▶ **SELECTED EXTRACT**
--- begin ---
That means that I will not be able to heat cca 6 hours every day.

So you need an oversized HP first. Needs to generate the heat demand for 24 hrs in maybe 14 hrs to have leeway.

 

Sunny day or not sunny days. Storage of energy floor is cheap it's also at a low temperature. Once house internal temp and floor temp match, zero heat is out into house. 

 

I would try to find a single thermostat that you can link to a price cap API. Or already had it built in. You place the thermostat in an average temp area say hall.  Ideally you want thick screed, and a 0.1 hysterisis thermostat. In cheap periods you up the thermostat demand temp say to 21, and more expensive times at 20.5 and super expensive set to 16.

 

No need to manage return temps, just keep it simple and understandable.

 

I would also assign an elevated temperature WC curve to heat pump running, this has two advantages less likely to overheat house, when running you get a slightly better CoP.

 

If your not very well insulated you plan wouldn't work full stop.

8 hours ago, LukasV said:

want to have in bathroom 24 degrees (other rooms should be 22

I found a well insulated you don't need anywhere near those temps. Comfort levels vary in the 0.1 degs scale. We find 20 is fine in the day, upto 20.2, then it's getting too warm. In the evening 20.5 to 21 is comfortable any hotter is just too hot.  

 

If you have a battery and smart meter, just get a simple time based tariff. Something like Cosy gives 3 cheap time periods, run house and HP on that. Simple very little cost difference and your wife/husband will not divorce you, when they have been cold all winter, because you wanted to save 50p a day on heating.

[Adrian Walker]

1 hour ago, SteamyTea said:

I am struggling to follow all this.

 

You seem to want to heat in 'bursts' when the imported energy is cheapest and you also want to heat different rooms to different temperatures.

So if I understand your wants, you are looking at the best method to control it all, is that right?

you’re over thinking and over engineering the problem. You want a uniform temperature everywhere. Do you have MVHR?

[Andehh]

OP basically wants to prioritise cheap rate power, which is erratic when you look at the spot rates only! So when the sun shines and wind blows on a winter day and the spot rate falls he wants to hammer the usage as much as possible.... But the following day when it's cloudy, still and cold and prices jump up.... The house coasts through without the ASHP Running. OP is just pushing it as far as he can through design, and whilst complicated if he pulls it off he will average cheap rates then anyone.

 

 

It's the future of smart homes and IOT (heating, fridges, EV etc) , with every appliances tracking prices and hammering cheap rates then coasting through peak rates as much as they can. Much smarter, more complicated but long term leverages renewable very well.... Everyone benefits (except OPEC....!!)
--- end ---
▶ **PROBLEMS**
[A] Answer these questions from the heat pump thread, one line each:
(i) What thermostat hysteresis is named as ideal?
(ii) How many cheap time periods does Cosy give?
(iii) What daytime temperature does the poster who found lower temperatures enough say is fine?
[B] Extract the part of the heat pump thread between "I would also" and "slightly better CoP.", inclusive.

▶ **GIVEN INFORMATION**
--- begin ---
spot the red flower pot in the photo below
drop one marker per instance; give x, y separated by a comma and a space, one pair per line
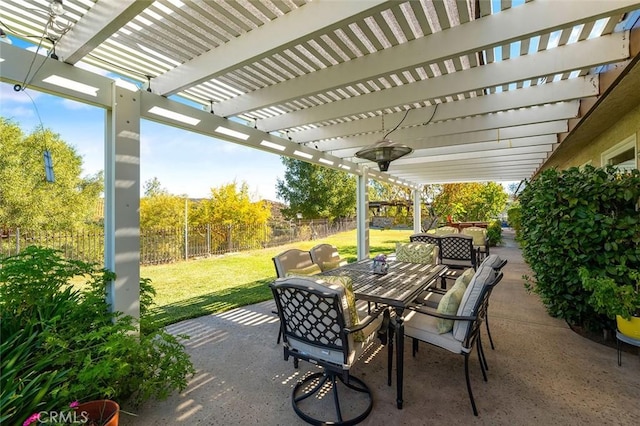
101, 412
--- end ---
▶ **ANSWERS IN ORDER**
[A]
(i) 0.1
(ii) 3
(iii) 20

[B]
I would also assign an elevated temperature WC curve to heat pump running, this has two advantages less likely to overheat house, when running you get a slightly better CoP.